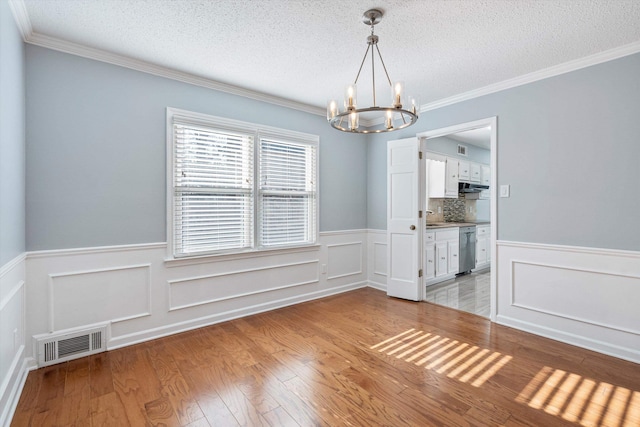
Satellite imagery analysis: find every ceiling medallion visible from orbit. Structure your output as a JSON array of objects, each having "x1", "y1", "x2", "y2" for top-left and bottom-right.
[{"x1": 327, "y1": 9, "x2": 420, "y2": 133}]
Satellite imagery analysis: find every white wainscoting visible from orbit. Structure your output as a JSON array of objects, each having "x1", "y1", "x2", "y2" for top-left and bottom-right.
[
  {"x1": 49, "y1": 264, "x2": 151, "y2": 332},
  {"x1": 367, "y1": 230, "x2": 640, "y2": 363},
  {"x1": 0, "y1": 254, "x2": 32, "y2": 426},
  {"x1": 496, "y1": 241, "x2": 640, "y2": 363},
  {"x1": 367, "y1": 230, "x2": 387, "y2": 292},
  {"x1": 26, "y1": 234, "x2": 368, "y2": 364}
]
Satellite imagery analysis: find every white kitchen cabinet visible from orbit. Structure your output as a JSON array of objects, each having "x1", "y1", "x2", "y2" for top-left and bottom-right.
[
  {"x1": 447, "y1": 241, "x2": 460, "y2": 274},
  {"x1": 424, "y1": 227, "x2": 460, "y2": 285},
  {"x1": 426, "y1": 158, "x2": 447, "y2": 199},
  {"x1": 424, "y1": 232, "x2": 436, "y2": 280},
  {"x1": 424, "y1": 283, "x2": 459, "y2": 308},
  {"x1": 480, "y1": 165, "x2": 491, "y2": 185},
  {"x1": 476, "y1": 225, "x2": 491, "y2": 270},
  {"x1": 444, "y1": 157, "x2": 458, "y2": 199},
  {"x1": 458, "y1": 160, "x2": 471, "y2": 182},
  {"x1": 436, "y1": 242, "x2": 449, "y2": 277},
  {"x1": 469, "y1": 163, "x2": 482, "y2": 184}
]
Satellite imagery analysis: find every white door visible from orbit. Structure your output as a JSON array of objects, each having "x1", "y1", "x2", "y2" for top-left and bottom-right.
[{"x1": 387, "y1": 138, "x2": 425, "y2": 301}]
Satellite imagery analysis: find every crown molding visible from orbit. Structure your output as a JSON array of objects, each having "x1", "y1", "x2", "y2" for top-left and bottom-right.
[
  {"x1": 8, "y1": 0, "x2": 640, "y2": 118},
  {"x1": 420, "y1": 41, "x2": 640, "y2": 113},
  {"x1": 23, "y1": 32, "x2": 326, "y2": 116},
  {"x1": 9, "y1": 0, "x2": 33, "y2": 41}
]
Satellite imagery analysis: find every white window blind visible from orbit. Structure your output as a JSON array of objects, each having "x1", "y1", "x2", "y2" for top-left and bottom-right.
[
  {"x1": 258, "y1": 138, "x2": 316, "y2": 247},
  {"x1": 174, "y1": 123, "x2": 254, "y2": 256},
  {"x1": 167, "y1": 108, "x2": 318, "y2": 257}
]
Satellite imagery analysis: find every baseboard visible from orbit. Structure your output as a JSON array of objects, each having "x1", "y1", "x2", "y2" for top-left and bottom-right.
[
  {"x1": 367, "y1": 280, "x2": 387, "y2": 292},
  {"x1": 107, "y1": 282, "x2": 367, "y2": 350},
  {"x1": 495, "y1": 241, "x2": 640, "y2": 363},
  {"x1": 0, "y1": 347, "x2": 37, "y2": 427},
  {"x1": 496, "y1": 315, "x2": 640, "y2": 364}
]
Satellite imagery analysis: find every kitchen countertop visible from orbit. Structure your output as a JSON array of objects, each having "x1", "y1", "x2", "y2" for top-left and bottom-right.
[{"x1": 427, "y1": 221, "x2": 491, "y2": 230}]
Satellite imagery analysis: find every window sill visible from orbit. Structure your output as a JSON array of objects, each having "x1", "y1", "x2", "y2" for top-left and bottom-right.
[{"x1": 164, "y1": 244, "x2": 321, "y2": 268}]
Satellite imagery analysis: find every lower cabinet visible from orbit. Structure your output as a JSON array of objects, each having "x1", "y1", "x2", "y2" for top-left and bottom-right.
[
  {"x1": 424, "y1": 227, "x2": 460, "y2": 285},
  {"x1": 424, "y1": 283, "x2": 459, "y2": 308},
  {"x1": 476, "y1": 225, "x2": 491, "y2": 270}
]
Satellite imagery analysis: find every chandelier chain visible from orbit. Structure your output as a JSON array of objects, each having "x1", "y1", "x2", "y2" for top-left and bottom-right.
[{"x1": 327, "y1": 9, "x2": 419, "y2": 134}]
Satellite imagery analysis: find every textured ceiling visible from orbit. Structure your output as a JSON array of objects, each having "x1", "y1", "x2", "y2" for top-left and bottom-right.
[{"x1": 13, "y1": 0, "x2": 640, "y2": 113}]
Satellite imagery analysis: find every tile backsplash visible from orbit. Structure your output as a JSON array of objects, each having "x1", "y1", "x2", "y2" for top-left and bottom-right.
[
  {"x1": 427, "y1": 199, "x2": 477, "y2": 223},
  {"x1": 442, "y1": 199, "x2": 467, "y2": 222}
]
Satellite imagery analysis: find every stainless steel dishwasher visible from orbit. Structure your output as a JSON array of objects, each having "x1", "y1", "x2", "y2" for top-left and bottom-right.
[{"x1": 458, "y1": 227, "x2": 476, "y2": 274}]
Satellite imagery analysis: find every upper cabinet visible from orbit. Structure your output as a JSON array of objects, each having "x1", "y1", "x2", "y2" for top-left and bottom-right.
[
  {"x1": 458, "y1": 160, "x2": 471, "y2": 182},
  {"x1": 444, "y1": 157, "x2": 458, "y2": 199},
  {"x1": 469, "y1": 163, "x2": 481, "y2": 184},
  {"x1": 481, "y1": 165, "x2": 491, "y2": 185},
  {"x1": 426, "y1": 152, "x2": 458, "y2": 199},
  {"x1": 425, "y1": 151, "x2": 491, "y2": 199}
]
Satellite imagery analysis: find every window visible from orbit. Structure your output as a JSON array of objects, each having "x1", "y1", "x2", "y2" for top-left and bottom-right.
[{"x1": 167, "y1": 108, "x2": 318, "y2": 258}]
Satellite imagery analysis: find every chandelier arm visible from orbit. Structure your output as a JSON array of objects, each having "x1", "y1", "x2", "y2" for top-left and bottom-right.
[
  {"x1": 372, "y1": 44, "x2": 392, "y2": 87},
  {"x1": 371, "y1": 41, "x2": 378, "y2": 107},
  {"x1": 353, "y1": 45, "x2": 373, "y2": 84}
]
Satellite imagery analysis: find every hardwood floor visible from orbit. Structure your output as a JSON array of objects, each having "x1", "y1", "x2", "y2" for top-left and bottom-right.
[{"x1": 12, "y1": 288, "x2": 640, "y2": 427}]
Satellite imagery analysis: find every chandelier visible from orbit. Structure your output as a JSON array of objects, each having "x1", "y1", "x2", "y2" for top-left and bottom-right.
[{"x1": 327, "y1": 9, "x2": 420, "y2": 133}]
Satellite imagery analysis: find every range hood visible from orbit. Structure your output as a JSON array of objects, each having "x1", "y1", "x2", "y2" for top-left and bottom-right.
[{"x1": 458, "y1": 182, "x2": 489, "y2": 193}]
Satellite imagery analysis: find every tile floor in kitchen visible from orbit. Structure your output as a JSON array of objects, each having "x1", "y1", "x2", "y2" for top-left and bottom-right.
[{"x1": 425, "y1": 269, "x2": 491, "y2": 317}]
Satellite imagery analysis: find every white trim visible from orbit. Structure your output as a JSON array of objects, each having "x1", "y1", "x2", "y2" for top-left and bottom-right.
[
  {"x1": 27, "y1": 242, "x2": 167, "y2": 259},
  {"x1": 0, "y1": 356, "x2": 38, "y2": 426},
  {"x1": 0, "y1": 280, "x2": 24, "y2": 311},
  {"x1": 416, "y1": 116, "x2": 499, "y2": 322},
  {"x1": 107, "y1": 282, "x2": 367, "y2": 350},
  {"x1": 496, "y1": 240, "x2": 640, "y2": 260},
  {"x1": 367, "y1": 280, "x2": 387, "y2": 293},
  {"x1": 0, "y1": 252, "x2": 27, "y2": 278},
  {"x1": 369, "y1": 242, "x2": 387, "y2": 278},
  {"x1": 25, "y1": 31, "x2": 326, "y2": 116},
  {"x1": 9, "y1": 0, "x2": 33, "y2": 42},
  {"x1": 48, "y1": 264, "x2": 152, "y2": 332},
  {"x1": 320, "y1": 228, "x2": 369, "y2": 237},
  {"x1": 9, "y1": 0, "x2": 640, "y2": 120},
  {"x1": 496, "y1": 314, "x2": 640, "y2": 363},
  {"x1": 165, "y1": 107, "x2": 320, "y2": 262},
  {"x1": 327, "y1": 241, "x2": 363, "y2": 280},
  {"x1": 164, "y1": 244, "x2": 322, "y2": 268},
  {"x1": 510, "y1": 259, "x2": 640, "y2": 335},
  {"x1": 167, "y1": 259, "x2": 320, "y2": 311},
  {"x1": 420, "y1": 41, "x2": 640, "y2": 113},
  {"x1": 365, "y1": 228, "x2": 387, "y2": 237}
]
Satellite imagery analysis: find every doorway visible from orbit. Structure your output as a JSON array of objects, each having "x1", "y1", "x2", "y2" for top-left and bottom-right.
[{"x1": 416, "y1": 117, "x2": 498, "y2": 321}]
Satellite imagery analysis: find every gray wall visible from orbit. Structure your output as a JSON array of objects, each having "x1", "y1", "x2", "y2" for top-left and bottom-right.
[
  {"x1": 0, "y1": 1, "x2": 25, "y2": 267},
  {"x1": 26, "y1": 45, "x2": 367, "y2": 251},
  {"x1": 367, "y1": 54, "x2": 640, "y2": 250}
]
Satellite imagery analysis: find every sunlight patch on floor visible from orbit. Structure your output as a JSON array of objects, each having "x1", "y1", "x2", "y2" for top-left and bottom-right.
[
  {"x1": 516, "y1": 366, "x2": 640, "y2": 427},
  {"x1": 370, "y1": 329, "x2": 511, "y2": 387}
]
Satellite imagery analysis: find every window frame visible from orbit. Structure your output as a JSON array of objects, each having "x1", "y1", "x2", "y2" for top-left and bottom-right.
[{"x1": 165, "y1": 107, "x2": 320, "y2": 261}]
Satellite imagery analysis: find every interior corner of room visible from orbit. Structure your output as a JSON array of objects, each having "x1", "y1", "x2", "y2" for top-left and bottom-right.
[{"x1": 0, "y1": 0, "x2": 640, "y2": 426}]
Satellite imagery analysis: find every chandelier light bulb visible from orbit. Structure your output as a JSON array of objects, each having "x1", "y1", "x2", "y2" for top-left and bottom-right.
[{"x1": 327, "y1": 9, "x2": 420, "y2": 134}]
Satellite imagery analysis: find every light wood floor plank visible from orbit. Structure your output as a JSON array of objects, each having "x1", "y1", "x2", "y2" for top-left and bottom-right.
[{"x1": 12, "y1": 288, "x2": 640, "y2": 427}]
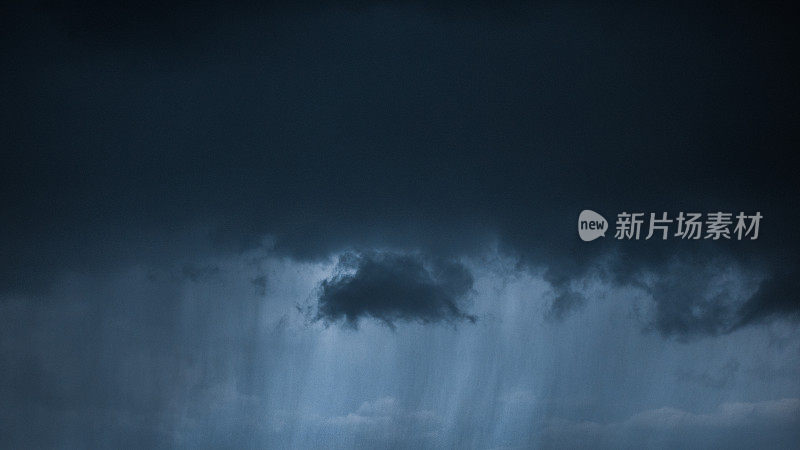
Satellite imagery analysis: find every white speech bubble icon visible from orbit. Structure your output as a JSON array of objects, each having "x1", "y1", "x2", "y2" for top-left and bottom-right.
[{"x1": 578, "y1": 209, "x2": 608, "y2": 242}]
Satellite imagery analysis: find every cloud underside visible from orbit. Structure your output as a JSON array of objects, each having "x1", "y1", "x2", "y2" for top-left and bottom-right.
[{"x1": 315, "y1": 252, "x2": 476, "y2": 327}]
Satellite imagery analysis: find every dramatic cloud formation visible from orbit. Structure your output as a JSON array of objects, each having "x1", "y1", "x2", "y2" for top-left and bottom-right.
[
  {"x1": 0, "y1": 1, "x2": 800, "y2": 449},
  {"x1": 316, "y1": 252, "x2": 476, "y2": 327}
]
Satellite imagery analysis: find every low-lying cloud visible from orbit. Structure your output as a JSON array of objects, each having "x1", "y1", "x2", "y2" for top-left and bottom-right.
[{"x1": 315, "y1": 252, "x2": 476, "y2": 328}]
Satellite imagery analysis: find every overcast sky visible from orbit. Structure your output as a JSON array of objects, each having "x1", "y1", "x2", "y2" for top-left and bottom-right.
[{"x1": 0, "y1": 2, "x2": 800, "y2": 449}]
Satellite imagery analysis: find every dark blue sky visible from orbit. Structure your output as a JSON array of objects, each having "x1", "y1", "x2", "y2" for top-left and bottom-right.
[{"x1": 0, "y1": 2, "x2": 800, "y2": 448}]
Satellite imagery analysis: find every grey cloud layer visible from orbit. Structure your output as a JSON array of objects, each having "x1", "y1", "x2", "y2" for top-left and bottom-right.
[{"x1": 316, "y1": 252, "x2": 476, "y2": 327}]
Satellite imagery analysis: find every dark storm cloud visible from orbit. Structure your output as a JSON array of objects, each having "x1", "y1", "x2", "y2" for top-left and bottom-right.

■ **OBJECTIVE**: Rewrite the listing from the line with "Satellite imagery analysis: find every dark blue" up to and including the last line of the listing, replacing "grey" with "gray" and leaving everything else unchanged.

■ **ANSWER IN FULL**:
Satellite imagery analysis: find every dark blue sky visible from orbit. Structure your output as a JSON array of objects, each having "x1", "y1", "x2", "y2" for top-left and bottom-right.
[{"x1": 0, "y1": 2, "x2": 800, "y2": 448}]
Satellite imagery analysis: find every gray cloud layer visible from orbit. Structure your output as a JSON array of objects, each having "x1", "y1", "x2", "y2" for top-left and bottom-right.
[{"x1": 316, "y1": 252, "x2": 476, "y2": 327}]
Satellite imagery analysis: find every dark storm cloud visible from orbit. Structure your output as a JSON array of objects, each having "x1", "y1", "x2", "y2" for top-left and bottom-right.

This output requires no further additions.